• **TEXT SECTION**

——————

A thread is essentially another place where your code is running in the same program. Every program has at least one thread, and some programs have more. They come up all the time and are honestly pretty common practice for most nontrivial programming tasks.

There are many reasons to have multiple threads in your application:

  1. Support multiple processors
  2. Long running background computational tasks
  3. Slow I/O
  4. Many I/O tasks
  5. Separate tasks that need to run simultaneously

All of these reasons boil down to the same one of three: I want to use more than one CPU, my code makes much more sense as independant tasks, or I could do this better if this operation didn't block. Many of the reasons listed above fall into the last category. Much of a program's time is spent waiting for something to happen. Most user applications sit there and wait for the user to do something, like a mouse moving, or a click. Until then, they block. Blocking is sitting idle while other programs get to use the CPU and you don't until whatever you're blocked waiting for happens.


// Memory Layout

For a single-threaded program, the kind you write when you're not multithreaded (duh), your memory layout looks like this:

Single Threaded Program Memory Layout
Memory layout for a single-threaded process.
An address space and one thread with all its memory mapped to it.

For a multithreaded program, the memory layout looks like this:

Multithreaded Program Memory Layout
Memory layout for a multithreaded process.
An address space and multiple threads sharing it.

The process (the running program that the threads belong to) contains all the memory shared between all the threads. The threads share all of the process's memory at the same addresses except for their stacks. Within this shared memory lies both the power and the difficulty with multithreaded programming. You can easily access data & share it between threads, but you can also completely screw up data structures. So, you have to be very careful. For example, say you had some linked list code:

// Obviously simplified linked list code
void push_back(LIST *l, int v) {
   NODE * n = malloc(sizeof(NODE));   // line 1
   n->value = v;                      // line 2
   n->next = 0;                       // line 3
   l->tail->next = n;                 // line 4
   n->tail = n;                       // line 5

Say that I had two threads running the same code on the same list at the same time. Thread 1 just finishes line 3 and Thread 2 is at line 4. Say that Thread 1 continues on to finish push_back and then Thread 2 runs next. So, now we have something like this mess:

One screwed up linked list
What happens when you let two threads mess with the same linked list.

Obviously enough, we're heading towards a program crash, data loss, or both without some kind of protection against this kind of problem. All you really have to do is keep the two threads from accessing the same data at the same time. For that reason, Cocoa provides us with some classes to help keep things straight. They're called the Synchronization Classes: NSLock, NSConditionLock, and NSRecursiveLock. They all conform to the NSLocking formal protocol. This protocol has two methods: lock and unlock. The idea is that each thread 'locks' the data they're about to modify, so that no other thread will try to modify it or read it while it's being modified.

A thread-safe implementation of our obviously simplified linked-list code would be:

// Obviously simplified linked list code
// (now thread-safe)
void push_back(LIST *l, int v) {
   NODE * n = malloc(sizeof(NODE)); // line 1
   n->value = v;                    // line 2
   n->next = 0;                     // line 3
   [l->lock lock];                  // line 4
   l->tail->next = n;               // line 5
   n->tail = n;                     // line 6
   [l->lock unlock];                // line 7

Basically, all modifications to the actual linked list are done one at a time, or are serialized if you like big words. So no matter which order the threads run the different parts of push_back, they'll have to access the locked section one at a time, so no corruption is possible. Let's talk more about these Synchronization Classes and what they can do for you.

——————

• **PROVIDED MATERIAL**

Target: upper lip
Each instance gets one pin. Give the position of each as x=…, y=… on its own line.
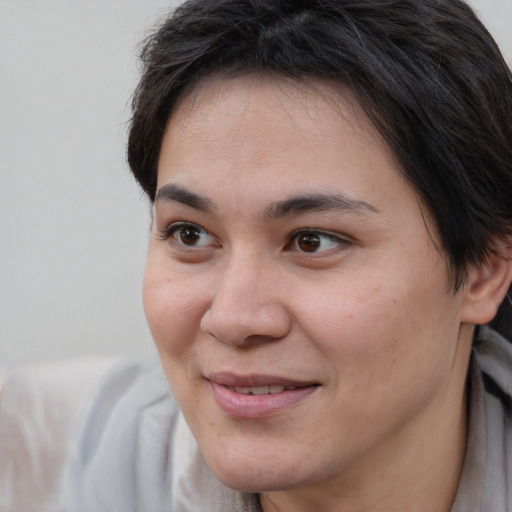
x=254, y=380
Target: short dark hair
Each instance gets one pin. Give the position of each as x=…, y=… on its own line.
x=427, y=73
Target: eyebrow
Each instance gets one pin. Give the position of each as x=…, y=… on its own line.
x=181, y=195
x=318, y=202
x=295, y=205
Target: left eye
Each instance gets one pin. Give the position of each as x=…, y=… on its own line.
x=314, y=241
x=190, y=235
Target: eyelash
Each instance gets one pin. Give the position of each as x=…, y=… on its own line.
x=316, y=236
x=172, y=230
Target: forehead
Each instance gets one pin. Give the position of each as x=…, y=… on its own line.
x=252, y=116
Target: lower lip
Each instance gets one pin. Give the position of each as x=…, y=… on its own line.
x=239, y=405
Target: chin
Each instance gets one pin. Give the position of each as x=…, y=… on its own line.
x=255, y=474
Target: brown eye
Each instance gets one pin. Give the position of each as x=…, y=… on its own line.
x=189, y=235
x=308, y=242
x=313, y=242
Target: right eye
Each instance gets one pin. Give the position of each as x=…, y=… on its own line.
x=189, y=235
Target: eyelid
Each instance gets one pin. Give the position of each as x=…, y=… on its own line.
x=171, y=229
x=341, y=240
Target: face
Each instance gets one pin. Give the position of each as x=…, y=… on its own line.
x=302, y=312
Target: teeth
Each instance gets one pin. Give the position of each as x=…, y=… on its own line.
x=275, y=389
x=262, y=390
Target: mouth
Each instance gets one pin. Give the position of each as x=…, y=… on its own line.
x=258, y=396
x=273, y=389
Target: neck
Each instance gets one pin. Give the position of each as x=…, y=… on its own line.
x=418, y=469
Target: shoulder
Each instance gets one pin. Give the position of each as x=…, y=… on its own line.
x=493, y=355
x=123, y=445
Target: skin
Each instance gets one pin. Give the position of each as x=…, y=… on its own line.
x=368, y=314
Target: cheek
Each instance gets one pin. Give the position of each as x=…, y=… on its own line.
x=371, y=326
x=173, y=308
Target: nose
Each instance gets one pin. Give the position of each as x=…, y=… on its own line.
x=246, y=307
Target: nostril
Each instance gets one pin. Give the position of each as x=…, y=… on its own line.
x=243, y=325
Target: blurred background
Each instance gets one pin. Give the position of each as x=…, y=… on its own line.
x=73, y=224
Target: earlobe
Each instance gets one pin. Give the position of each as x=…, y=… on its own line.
x=487, y=286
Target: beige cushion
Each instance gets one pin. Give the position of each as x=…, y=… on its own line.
x=40, y=408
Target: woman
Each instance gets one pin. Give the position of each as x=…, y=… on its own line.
x=332, y=223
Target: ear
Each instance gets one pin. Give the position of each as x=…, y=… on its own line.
x=486, y=288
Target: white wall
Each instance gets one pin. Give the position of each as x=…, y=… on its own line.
x=73, y=225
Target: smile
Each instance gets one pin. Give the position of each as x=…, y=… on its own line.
x=261, y=390
x=249, y=399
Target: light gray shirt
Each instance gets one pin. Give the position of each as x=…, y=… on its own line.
x=136, y=453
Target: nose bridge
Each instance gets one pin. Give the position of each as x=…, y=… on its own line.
x=246, y=304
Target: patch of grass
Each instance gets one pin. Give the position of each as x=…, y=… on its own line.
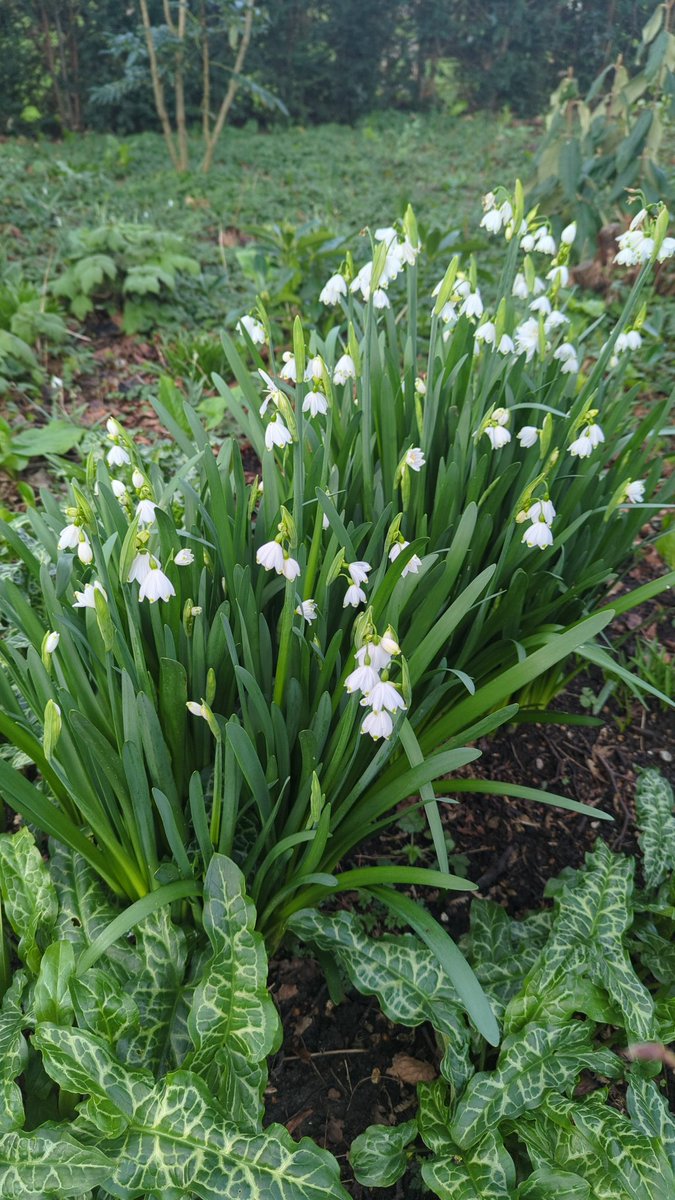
x=336, y=175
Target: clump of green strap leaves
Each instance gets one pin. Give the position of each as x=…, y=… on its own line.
x=585, y=989
x=279, y=777
x=601, y=147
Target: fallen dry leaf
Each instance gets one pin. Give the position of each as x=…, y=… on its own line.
x=411, y=1071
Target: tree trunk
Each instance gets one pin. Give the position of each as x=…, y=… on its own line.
x=157, y=87
x=231, y=91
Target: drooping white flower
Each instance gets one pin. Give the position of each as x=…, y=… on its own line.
x=273, y=394
x=559, y=275
x=555, y=319
x=506, y=345
x=472, y=306
x=383, y=696
x=276, y=433
x=270, y=556
x=332, y=291
x=359, y=571
x=84, y=551
x=544, y=243
x=363, y=679
x=145, y=513
x=527, y=436
x=291, y=568
x=499, y=436
x=541, y=304
x=314, y=370
x=538, y=534
x=315, y=403
x=375, y=654
x=85, y=599
x=288, y=369
x=69, y=538
x=542, y=510
x=306, y=609
x=593, y=433
x=491, y=221
x=566, y=354
x=414, y=459
x=117, y=456
x=156, y=586
x=378, y=725
x=344, y=370
x=635, y=491
x=527, y=337
x=252, y=328
x=353, y=597
x=581, y=448
x=139, y=568
x=520, y=288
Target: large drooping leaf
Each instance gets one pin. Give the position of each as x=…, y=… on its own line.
x=595, y=1141
x=589, y=934
x=85, y=909
x=530, y=1065
x=28, y=894
x=177, y=1141
x=502, y=951
x=48, y=1165
x=485, y=1173
x=404, y=975
x=378, y=1156
x=232, y=1021
x=655, y=804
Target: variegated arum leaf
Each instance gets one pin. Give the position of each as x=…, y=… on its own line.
x=530, y=1065
x=485, y=1173
x=155, y=973
x=102, y=1007
x=589, y=930
x=48, y=1165
x=173, y=1138
x=595, y=1141
x=502, y=951
x=404, y=975
x=233, y=1023
x=380, y=1155
x=655, y=803
x=650, y=1114
x=28, y=894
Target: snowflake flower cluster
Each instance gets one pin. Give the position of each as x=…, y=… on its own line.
x=370, y=678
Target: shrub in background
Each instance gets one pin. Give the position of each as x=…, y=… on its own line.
x=601, y=148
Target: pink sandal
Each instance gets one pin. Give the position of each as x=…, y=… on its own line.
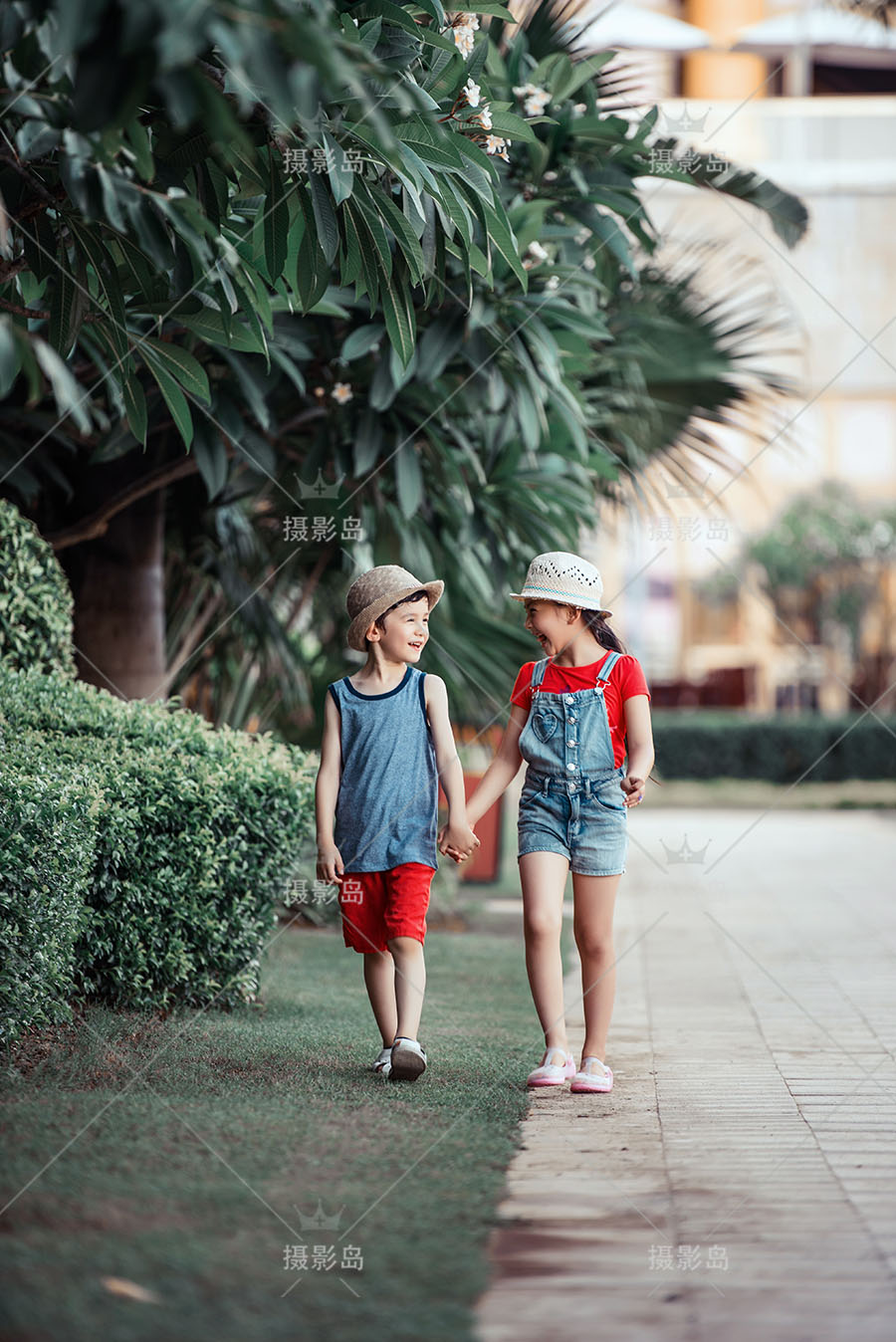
x=590, y=1079
x=552, y=1074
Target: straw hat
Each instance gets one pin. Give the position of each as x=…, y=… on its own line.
x=375, y=590
x=560, y=575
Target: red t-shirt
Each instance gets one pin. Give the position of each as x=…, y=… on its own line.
x=626, y=679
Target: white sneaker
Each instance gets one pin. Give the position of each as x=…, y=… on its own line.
x=408, y=1060
x=382, y=1063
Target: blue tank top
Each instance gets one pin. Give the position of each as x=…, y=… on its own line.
x=388, y=804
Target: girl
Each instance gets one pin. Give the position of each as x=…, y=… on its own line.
x=571, y=717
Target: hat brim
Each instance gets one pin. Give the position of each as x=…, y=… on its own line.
x=540, y=596
x=362, y=621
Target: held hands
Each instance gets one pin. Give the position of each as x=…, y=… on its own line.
x=331, y=866
x=633, y=785
x=458, y=840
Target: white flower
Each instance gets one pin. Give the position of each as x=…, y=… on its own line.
x=464, y=26
x=536, y=99
x=536, y=254
x=534, y=107
x=495, y=145
x=471, y=92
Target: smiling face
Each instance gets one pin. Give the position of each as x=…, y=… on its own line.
x=552, y=623
x=402, y=632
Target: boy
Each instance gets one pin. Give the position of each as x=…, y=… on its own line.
x=386, y=741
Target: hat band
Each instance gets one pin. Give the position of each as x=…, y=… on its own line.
x=556, y=590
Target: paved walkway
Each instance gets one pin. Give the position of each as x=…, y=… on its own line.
x=740, y=1180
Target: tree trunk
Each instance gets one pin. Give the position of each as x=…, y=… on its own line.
x=119, y=601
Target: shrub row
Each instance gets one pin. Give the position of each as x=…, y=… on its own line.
x=783, y=749
x=145, y=852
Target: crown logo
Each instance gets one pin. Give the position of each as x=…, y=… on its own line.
x=684, y=123
x=320, y=490
x=682, y=490
x=686, y=852
x=320, y=1222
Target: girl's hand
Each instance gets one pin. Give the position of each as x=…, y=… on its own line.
x=458, y=841
x=331, y=866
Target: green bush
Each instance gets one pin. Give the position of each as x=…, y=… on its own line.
x=783, y=749
x=35, y=601
x=49, y=839
x=196, y=832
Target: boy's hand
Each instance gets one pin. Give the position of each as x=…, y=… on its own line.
x=634, y=787
x=458, y=840
x=331, y=866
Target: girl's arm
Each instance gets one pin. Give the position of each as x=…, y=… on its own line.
x=638, y=737
x=503, y=768
x=451, y=774
x=327, y=790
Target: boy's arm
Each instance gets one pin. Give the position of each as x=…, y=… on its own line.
x=638, y=739
x=327, y=790
x=450, y=768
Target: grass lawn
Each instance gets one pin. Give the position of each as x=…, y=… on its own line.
x=186, y=1180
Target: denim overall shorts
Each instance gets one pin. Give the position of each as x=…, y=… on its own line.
x=571, y=800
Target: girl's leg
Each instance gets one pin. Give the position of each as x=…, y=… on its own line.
x=379, y=980
x=409, y=984
x=594, y=898
x=544, y=879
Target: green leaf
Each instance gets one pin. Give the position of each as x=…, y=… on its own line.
x=172, y=394
x=66, y=390
x=408, y=479
x=277, y=220
x=10, y=355
x=180, y=363
x=135, y=407
x=361, y=341
x=324, y=218
x=398, y=315
x=501, y=236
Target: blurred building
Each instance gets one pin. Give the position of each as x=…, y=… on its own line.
x=821, y=122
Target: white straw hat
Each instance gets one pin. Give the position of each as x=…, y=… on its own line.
x=560, y=575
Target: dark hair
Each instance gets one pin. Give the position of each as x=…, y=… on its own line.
x=381, y=619
x=601, y=629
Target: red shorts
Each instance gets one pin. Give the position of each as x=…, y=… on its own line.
x=379, y=905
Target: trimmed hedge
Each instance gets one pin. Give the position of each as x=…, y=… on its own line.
x=49, y=839
x=37, y=606
x=781, y=749
x=190, y=833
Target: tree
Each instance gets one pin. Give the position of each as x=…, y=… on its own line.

——————

• **PROBLEM SET**
1. Please reproduce the threading article, everything from "Single Threaded Program" down to "a multithreaded process.", swapping "address space" for "memory region".
2. Write the next part of the threading article, picking up right after its final sentence.

• **PER-TASK OUTPUTS**
1.
Single Threaded Program Memory Layout
Memory layout for a single-threaded process.
An memory region and one thread with all its memory mapped to it.

For a multithreaded program, the memory layout looks like this:

Multithreaded Program Memory Layout
Memory layout for a multithreaded process.

2.
// Synchronization Classes

Cocoa provides us with several ways to let our threads interact with data and with each other without all of the corruption pain listed above. In reality, they are just simple classes that are completely thread safe, but they can be used as parts of interaction protocols that you design between your threads (not to be confused with informal or formal Objective-C protocols). You have to decide (and document!) the order that the different threads operate on the same code or data, and these Synchronization Classes provide you with the means to implement these protocols.

For example, in the code fragment above, the protocol was for each thread to go ahead & create their own NODEs, but then use the lock variable within the LIST to serialize access to the list.

Cocoa provides classes for more than just locking; you can also signal other threads and even send messages to objects in other threads (more on that later). The basic classes were listed above, but here they are again, with actual descriptive text:

  • NSLock - Basic serialized locking mechanism
  • NSConditionLock - Lets one thread block until another one tells it that some condition has occurred.
  • NSRecursiveLock - Lets a thread lock this object multiple times without blocking on itself

All of these classes let you control the interaction between threads. NSLock can be thought of as a token (even though the name doesn't seem to say it) - one thread has it at a time (by locking it), and every other thread that wants it has to wait for it (they sit blocked in their attempt to lock it). NSLock is a very basic but versatile tool. It can be used for regions of code, variables, library access, or anything else you want serialized.

NSConditionLock is in essence a signalling system to let one thread know when some condition has been satisfied (hence the name). For example, say I'm generating input in one thread that another one needs to consume (I apologize for the contrived example. NSConditionLocks are useful in real life, I promise!), NSConditionLock stores a state value within it, called the 'condition,' which lets the consuming thread block until that state is equal to the one it's waiting for. In this case, blocking is good because the consuming thread can't do anything useful, so it's best that it doesn't take any CPU time. Here's the setup:

// Global data (visible from both generating &consuming threads)
int g_data[128];                // global data
NSConditionLock * g_dataLock;   // lock on g_data
enum { HAS_DATA, NO_DATA };
// Initialization - done before the two threads are set up.
g_dataLock = [[NSConditionLock alloc] initWithCondition: NO_DATA];

Now that we have our data buffer, and an NSConditionLock to lock it, initialized to NO_DATA, we can write our generating thread:

// Generating thread -- creates data that another thread consumes
while (true) {
   int newdata[128];
   generate(newdata);                           // generate new data
   [g_dataLock lockWhenCondition: NO_DATA];     // wait until the current 
                                                //  data has been consumed,
                                                //  then lock.
      memcpy(g_data, newdata, sizeof(g_data));  // copy new data in
   [g_dataLock unlockWithCondition: HAS_DATA];  // unlock the data, with it 
                                                //  in the HAS_DATA state.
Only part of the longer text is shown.